Items listed in a dataset:
##########

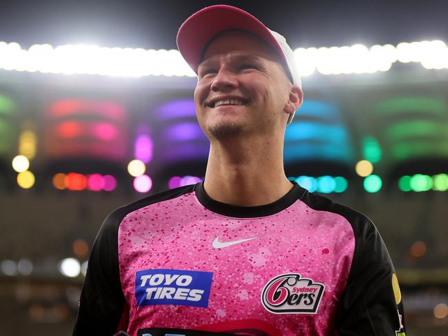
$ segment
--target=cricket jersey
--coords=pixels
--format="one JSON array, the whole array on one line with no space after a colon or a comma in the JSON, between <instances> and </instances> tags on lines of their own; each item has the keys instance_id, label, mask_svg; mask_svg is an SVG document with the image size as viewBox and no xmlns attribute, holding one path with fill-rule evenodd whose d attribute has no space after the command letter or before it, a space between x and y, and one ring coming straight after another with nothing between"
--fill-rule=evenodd
<instances>
[{"instance_id":1,"label":"cricket jersey","mask_svg":"<svg viewBox=\"0 0 448 336\"><path fill-rule=\"evenodd\" d=\"M74 335L404 336L387 250L365 215L297 184L236 206L203 183L112 212Z\"/></svg>"}]
</instances>

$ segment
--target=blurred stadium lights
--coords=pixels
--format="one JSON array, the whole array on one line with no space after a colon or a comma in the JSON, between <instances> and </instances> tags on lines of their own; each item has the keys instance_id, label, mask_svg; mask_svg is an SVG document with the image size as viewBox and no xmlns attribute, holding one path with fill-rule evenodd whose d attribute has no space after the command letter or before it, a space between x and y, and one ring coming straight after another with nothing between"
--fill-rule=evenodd
<instances>
[{"instance_id":1,"label":"blurred stadium lights","mask_svg":"<svg viewBox=\"0 0 448 336\"><path fill-rule=\"evenodd\" d=\"M0 69L118 77L196 77L176 50L34 44L28 50L15 42L0 41ZM448 48L440 40L330 48L298 48L294 56L303 76L388 71L396 62L420 63L426 69L448 68Z\"/></svg>"}]
</instances>

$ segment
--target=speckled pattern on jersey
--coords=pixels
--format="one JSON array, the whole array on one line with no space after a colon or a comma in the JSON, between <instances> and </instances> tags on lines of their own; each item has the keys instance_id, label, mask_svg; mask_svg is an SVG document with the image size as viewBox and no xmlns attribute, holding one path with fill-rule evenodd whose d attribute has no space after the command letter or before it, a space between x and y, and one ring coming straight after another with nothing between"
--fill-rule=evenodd
<instances>
[{"instance_id":1,"label":"speckled pattern on jersey","mask_svg":"<svg viewBox=\"0 0 448 336\"><path fill-rule=\"evenodd\" d=\"M149 327L229 332L232 322L270 335L334 335L354 250L353 228L340 215L297 199L273 215L234 218L205 208L192 192L128 213L118 235L130 335ZM217 238L221 248L212 246ZM136 274L159 269L212 273L207 308L139 306ZM316 313L275 314L263 306L263 288L285 273L325 286Z\"/></svg>"}]
</instances>

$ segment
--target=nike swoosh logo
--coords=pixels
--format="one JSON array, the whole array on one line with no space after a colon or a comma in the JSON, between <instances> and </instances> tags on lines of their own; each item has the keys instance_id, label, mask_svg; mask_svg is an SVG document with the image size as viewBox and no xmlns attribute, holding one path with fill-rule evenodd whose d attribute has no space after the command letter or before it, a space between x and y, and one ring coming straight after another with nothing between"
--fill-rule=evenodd
<instances>
[{"instance_id":1,"label":"nike swoosh logo","mask_svg":"<svg viewBox=\"0 0 448 336\"><path fill-rule=\"evenodd\" d=\"M257 237L255 237L254 238L247 238L245 239L234 240L233 241L227 241L225 243L221 243L221 241L219 241L219 236L218 236L213 241L212 246L215 248L223 248L225 247L232 246L232 245L236 245L237 244L244 243L245 241L249 241L250 240L256 239L256 238Z\"/></svg>"}]
</instances>

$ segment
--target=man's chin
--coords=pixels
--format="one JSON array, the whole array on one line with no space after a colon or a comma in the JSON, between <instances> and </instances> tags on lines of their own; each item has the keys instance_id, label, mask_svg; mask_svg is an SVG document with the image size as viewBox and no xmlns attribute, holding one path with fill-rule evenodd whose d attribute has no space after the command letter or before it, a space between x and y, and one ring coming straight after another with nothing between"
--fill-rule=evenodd
<instances>
[{"instance_id":1,"label":"man's chin","mask_svg":"<svg viewBox=\"0 0 448 336\"><path fill-rule=\"evenodd\" d=\"M207 132L216 140L225 140L238 137L243 130L243 124L234 122L210 125L207 128Z\"/></svg>"}]
</instances>

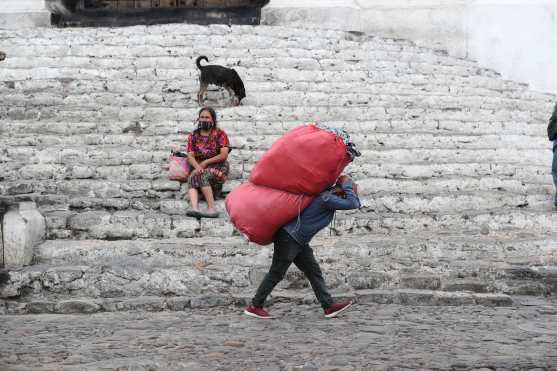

##########

**Short problem**
Locate every line in the data above that contains the word "jersey", and copy each of those lines.

**Answer for the task**
--target=cricket jersey
[{"instance_id":1,"label":"cricket jersey","mask_svg":"<svg viewBox=\"0 0 448 336\"><path fill-rule=\"evenodd\" d=\"M74 335L404 336L387 250L365 215L297 184L236 206L203 183L112 212Z\"/></svg>"}]
--target=speckled pattern on jersey
[{"instance_id":1,"label":"speckled pattern on jersey","mask_svg":"<svg viewBox=\"0 0 448 336\"><path fill-rule=\"evenodd\" d=\"M149 327L229 332L232 322L270 335L334 335L354 250L353 228L340 215L297 199L273 215L234 218L205 208L192 192L128 213L118 235L130 335ZM217 238L221 248L212 246ZM136 274L159 269L212 273L207 308L139 306ZM316 313L275 314L263 306L263 288L285 273L325 286Z\"/></svg>"}]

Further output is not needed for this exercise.